* **Directions for this task**: Further down, take everything from the line containing "Tag the man's hand" down to the line containing "<point>394,539</point>", both included. Present only those lines as a Markdown table with the columns Row and Line, numbering each one and leaving out any blank lines.

* **Supplied material**:
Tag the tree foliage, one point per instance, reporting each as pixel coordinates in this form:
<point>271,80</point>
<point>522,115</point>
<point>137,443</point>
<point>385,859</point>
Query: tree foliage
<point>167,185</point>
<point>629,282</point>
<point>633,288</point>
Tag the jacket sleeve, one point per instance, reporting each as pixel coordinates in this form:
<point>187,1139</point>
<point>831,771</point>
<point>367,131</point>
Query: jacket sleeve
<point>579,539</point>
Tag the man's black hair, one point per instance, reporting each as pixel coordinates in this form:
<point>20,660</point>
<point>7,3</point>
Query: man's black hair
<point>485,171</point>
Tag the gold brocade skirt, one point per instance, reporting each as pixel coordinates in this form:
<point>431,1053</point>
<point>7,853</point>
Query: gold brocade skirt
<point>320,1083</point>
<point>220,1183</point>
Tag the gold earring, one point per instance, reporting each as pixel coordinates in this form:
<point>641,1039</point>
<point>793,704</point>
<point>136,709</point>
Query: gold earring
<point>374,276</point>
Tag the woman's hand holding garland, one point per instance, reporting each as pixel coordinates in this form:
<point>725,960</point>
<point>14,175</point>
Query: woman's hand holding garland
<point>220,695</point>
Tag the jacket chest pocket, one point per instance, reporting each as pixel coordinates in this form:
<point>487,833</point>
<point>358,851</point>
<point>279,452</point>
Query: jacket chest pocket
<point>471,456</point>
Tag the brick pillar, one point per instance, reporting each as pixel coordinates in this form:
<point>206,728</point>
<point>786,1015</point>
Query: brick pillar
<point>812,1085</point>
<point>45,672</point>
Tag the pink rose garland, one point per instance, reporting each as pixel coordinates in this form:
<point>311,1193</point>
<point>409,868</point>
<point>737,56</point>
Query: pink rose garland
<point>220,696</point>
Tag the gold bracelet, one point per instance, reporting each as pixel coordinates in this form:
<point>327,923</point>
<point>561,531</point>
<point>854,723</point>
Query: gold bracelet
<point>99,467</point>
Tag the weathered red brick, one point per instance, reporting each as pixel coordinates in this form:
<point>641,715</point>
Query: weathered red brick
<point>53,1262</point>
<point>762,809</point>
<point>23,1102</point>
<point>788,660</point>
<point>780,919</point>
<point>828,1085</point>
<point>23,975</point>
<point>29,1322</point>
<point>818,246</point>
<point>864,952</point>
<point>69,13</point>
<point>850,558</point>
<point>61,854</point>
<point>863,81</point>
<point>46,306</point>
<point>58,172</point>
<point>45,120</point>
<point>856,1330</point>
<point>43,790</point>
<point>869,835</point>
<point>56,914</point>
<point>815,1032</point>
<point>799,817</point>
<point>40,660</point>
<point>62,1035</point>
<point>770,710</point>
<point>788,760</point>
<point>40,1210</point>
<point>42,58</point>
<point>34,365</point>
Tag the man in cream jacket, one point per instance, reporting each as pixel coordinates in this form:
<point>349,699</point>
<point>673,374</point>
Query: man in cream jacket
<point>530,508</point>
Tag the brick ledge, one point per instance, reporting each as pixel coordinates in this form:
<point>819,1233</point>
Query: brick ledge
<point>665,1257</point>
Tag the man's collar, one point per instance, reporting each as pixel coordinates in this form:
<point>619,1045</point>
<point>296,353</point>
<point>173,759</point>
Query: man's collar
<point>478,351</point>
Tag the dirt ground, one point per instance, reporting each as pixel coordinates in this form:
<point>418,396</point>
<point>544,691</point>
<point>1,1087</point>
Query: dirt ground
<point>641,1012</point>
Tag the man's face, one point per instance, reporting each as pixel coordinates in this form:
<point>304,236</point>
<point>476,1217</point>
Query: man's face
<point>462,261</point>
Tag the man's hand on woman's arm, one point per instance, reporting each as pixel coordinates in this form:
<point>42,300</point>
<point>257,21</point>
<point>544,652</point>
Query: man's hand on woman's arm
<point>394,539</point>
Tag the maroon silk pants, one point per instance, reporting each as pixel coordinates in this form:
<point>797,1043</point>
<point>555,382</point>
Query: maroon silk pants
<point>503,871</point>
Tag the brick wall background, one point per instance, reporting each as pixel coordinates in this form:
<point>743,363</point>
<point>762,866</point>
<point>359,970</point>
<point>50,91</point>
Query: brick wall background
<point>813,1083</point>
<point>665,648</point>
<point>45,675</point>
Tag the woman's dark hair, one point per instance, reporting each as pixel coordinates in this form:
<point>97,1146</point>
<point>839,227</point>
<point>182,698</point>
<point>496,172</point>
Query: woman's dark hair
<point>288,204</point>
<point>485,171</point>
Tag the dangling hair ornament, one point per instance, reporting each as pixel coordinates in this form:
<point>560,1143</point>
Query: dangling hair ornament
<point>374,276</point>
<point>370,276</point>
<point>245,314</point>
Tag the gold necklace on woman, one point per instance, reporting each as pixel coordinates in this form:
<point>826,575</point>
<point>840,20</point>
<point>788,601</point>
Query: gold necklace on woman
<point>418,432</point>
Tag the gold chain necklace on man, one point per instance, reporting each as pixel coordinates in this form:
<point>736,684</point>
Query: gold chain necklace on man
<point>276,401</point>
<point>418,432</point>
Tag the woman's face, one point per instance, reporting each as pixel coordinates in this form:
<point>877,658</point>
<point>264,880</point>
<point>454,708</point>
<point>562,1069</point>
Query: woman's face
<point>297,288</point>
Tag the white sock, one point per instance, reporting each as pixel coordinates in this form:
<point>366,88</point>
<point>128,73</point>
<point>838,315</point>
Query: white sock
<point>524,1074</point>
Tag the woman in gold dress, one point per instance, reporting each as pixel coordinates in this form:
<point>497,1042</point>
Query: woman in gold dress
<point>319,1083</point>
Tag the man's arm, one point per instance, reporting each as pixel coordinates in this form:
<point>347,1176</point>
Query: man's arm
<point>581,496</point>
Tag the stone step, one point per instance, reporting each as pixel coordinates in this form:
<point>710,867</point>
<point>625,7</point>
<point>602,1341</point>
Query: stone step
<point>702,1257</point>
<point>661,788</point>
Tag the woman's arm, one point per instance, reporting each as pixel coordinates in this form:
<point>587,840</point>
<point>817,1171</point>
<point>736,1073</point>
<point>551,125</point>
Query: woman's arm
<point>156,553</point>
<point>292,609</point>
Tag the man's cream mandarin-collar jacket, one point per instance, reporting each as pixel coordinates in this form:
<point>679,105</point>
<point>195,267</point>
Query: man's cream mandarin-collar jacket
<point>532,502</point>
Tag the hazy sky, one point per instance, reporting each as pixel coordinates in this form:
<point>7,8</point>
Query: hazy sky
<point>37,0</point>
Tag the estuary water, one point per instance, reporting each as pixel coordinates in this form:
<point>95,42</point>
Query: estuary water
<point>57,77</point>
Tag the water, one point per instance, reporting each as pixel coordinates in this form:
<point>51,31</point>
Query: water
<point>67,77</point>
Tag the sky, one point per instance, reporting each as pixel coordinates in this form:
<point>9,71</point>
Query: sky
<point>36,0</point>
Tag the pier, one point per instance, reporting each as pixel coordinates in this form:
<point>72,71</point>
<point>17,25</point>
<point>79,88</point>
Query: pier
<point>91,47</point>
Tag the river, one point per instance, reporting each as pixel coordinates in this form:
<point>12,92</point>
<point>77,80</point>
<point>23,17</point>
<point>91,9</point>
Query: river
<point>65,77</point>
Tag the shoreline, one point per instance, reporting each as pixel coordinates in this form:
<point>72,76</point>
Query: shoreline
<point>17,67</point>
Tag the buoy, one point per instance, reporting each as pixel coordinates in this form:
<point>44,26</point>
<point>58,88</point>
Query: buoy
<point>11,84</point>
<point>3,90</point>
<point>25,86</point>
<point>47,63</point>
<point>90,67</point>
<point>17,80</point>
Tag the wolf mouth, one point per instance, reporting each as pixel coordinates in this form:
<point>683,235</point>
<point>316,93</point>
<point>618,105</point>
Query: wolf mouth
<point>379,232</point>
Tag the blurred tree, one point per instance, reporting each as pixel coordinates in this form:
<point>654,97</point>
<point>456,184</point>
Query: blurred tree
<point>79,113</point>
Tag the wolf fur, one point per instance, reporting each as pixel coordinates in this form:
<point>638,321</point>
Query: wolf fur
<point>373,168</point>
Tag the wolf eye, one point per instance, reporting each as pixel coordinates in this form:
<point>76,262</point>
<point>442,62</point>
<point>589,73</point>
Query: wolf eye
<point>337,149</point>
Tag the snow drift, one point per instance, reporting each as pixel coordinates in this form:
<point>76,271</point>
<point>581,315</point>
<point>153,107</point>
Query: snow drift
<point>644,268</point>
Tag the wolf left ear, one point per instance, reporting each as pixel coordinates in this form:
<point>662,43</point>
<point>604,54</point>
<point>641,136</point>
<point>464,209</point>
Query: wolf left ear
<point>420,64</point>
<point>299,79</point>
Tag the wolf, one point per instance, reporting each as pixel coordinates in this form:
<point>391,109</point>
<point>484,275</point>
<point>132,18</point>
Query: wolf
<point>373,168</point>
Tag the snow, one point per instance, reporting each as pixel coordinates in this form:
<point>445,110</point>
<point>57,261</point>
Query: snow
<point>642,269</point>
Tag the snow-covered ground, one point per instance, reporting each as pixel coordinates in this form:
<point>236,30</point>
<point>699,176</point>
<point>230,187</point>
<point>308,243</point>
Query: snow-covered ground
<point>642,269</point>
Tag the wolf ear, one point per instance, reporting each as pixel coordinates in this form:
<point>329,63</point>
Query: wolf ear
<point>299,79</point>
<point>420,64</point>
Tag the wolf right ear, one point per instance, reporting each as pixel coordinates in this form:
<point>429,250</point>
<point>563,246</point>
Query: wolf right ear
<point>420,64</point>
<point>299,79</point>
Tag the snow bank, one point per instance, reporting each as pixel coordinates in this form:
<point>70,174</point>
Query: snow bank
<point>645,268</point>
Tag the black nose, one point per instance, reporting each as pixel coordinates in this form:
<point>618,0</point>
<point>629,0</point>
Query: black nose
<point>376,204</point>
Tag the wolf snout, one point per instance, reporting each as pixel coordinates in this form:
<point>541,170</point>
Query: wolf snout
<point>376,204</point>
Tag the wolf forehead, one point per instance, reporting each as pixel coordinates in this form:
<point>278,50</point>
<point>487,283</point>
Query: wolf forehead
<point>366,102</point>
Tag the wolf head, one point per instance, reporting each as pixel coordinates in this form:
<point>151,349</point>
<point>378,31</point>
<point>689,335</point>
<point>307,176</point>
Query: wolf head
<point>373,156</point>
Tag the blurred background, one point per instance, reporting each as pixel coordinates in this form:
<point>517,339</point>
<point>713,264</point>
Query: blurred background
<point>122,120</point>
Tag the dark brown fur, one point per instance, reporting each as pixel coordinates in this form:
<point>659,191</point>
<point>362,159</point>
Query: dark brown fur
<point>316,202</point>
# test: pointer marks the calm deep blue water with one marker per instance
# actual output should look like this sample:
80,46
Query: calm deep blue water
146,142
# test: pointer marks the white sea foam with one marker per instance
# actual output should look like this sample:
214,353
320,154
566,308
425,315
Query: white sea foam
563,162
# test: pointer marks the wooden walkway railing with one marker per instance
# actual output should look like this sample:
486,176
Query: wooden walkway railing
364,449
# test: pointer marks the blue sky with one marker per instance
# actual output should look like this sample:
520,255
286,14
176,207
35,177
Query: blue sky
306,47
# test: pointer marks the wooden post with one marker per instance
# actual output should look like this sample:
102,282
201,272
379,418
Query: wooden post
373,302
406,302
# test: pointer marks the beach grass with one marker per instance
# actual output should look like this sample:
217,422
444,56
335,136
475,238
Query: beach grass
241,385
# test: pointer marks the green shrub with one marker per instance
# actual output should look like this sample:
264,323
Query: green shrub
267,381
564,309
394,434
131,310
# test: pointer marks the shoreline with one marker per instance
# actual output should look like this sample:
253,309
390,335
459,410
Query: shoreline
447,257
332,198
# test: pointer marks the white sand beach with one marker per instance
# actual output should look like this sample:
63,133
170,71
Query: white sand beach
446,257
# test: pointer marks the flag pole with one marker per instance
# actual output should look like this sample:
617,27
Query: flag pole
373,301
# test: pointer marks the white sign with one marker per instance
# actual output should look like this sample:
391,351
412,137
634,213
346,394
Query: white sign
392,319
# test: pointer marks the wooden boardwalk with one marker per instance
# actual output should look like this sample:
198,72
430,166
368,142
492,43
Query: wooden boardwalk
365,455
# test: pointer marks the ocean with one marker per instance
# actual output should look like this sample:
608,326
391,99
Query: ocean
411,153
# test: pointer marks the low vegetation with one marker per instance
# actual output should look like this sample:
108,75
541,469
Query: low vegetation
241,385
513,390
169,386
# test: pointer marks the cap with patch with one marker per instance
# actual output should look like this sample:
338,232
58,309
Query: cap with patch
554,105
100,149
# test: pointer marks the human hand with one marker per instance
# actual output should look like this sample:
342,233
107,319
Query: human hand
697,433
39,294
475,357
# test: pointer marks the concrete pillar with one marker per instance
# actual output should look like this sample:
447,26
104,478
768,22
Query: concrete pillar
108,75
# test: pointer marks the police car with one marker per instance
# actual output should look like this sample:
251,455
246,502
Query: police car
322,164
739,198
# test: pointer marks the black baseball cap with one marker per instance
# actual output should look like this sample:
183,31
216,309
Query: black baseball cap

* **Written answer**:
| Row | Line |
|---|---|
| 1 | Tag the man's hand on woman's arm, one point per instance, reporting each as pixel coordinates in this form: |
| 2 | <point>42,300</point> |
| 3 | <point>257,21</point> |
| 4 | <point>544,652</point> |
| 5 | Query: man's hand on woman's arm |
| 6 | <point>394,539</point> |